## [Task statement]
Extend the answer about Islam, procreation and family planning, starting after its last sentence.

## [Extract]

Wa `alaykum As-Salamu wa Rahmatullahi wa Barakatuh.
In the Name of Allah, Most Gracious, Most Merciful.
All praise and thanks are due to Allah, and peace and blessings be upon His Messenger.
Dear brother in Islam, we highly appreciate the great confidence you place in us. May Allah reward you abundantly for your interest in knowing the teachings of Islam!
First of all, we would like to stress that the preservation of the human race is unquestionably one of the primary objectives of marriage, along with giving the man and woman a halal outlet for their natural sexual urges. Accordingly, Islam encourages having many children and blesses both male and female offspring.
Answering your question,Sheikh Ahmad Kutty, a senior lecturer and Islamic scholar at the Islamic Institute of Toronto, Ontario, Canada, states:
“Islam encourages us to marry and procreate. The Prophet (peace and blessings be upon him) said,
“Marry and procreate.”
Procreation is definitely one of the stated purposes of marriage in Islam. Children are Allah’s gifts, which we must welcome and cherish as a divine gift.
Islam is opposed to ways of life which consider children as a burden; the unfortunate outcome of such hedonistic philosophies is to prefer pets such as dogs and cats over children. Muslims must never be carried away by such materialistic philosophies; they can immunize themselves against such negative influences by strictly conforming to the Qur’anic teachings on marriage and procreation.
Viewed from this perspective, Islam does not look favorably at family planning if it is carried out for the simple reason of enjoyment and unwillingness to take on the responsibility of parenting.

## [Extracted entries]
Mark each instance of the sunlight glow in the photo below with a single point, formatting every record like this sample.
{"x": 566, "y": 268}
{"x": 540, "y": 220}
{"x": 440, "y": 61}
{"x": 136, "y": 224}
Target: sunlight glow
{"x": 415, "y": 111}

## [Response to this exercise]
Having said this, however, I must say the following. Since Islam considers quality more important than quantity, if the couple is resorting to contraception for any one of the following reasons, it may be considered permissible:
1. If both spouses are students whose academic performance would be adversely affected by taking on the added responsibility of parenting.
2. If they are too young to shoulder parental responsibilities.
3. If one or both of them are weak or sick and expect to take on the responsibility when the condition improves.
4. If they are burdened with responsibilities of taking care of their parents in advanced age, which drain them physically and emotionally.
5. If they are doing so only for a limited time (for instance the first one or two years) in order to be able to get to know each other, and thus prepare themselves better for shouldering such responsibilities.
6. If they are doing so in order to have gaps between pregnancies with a view to provide quality care and attention to the existing children.
7. If the wife cannot bear children because of medical reasons.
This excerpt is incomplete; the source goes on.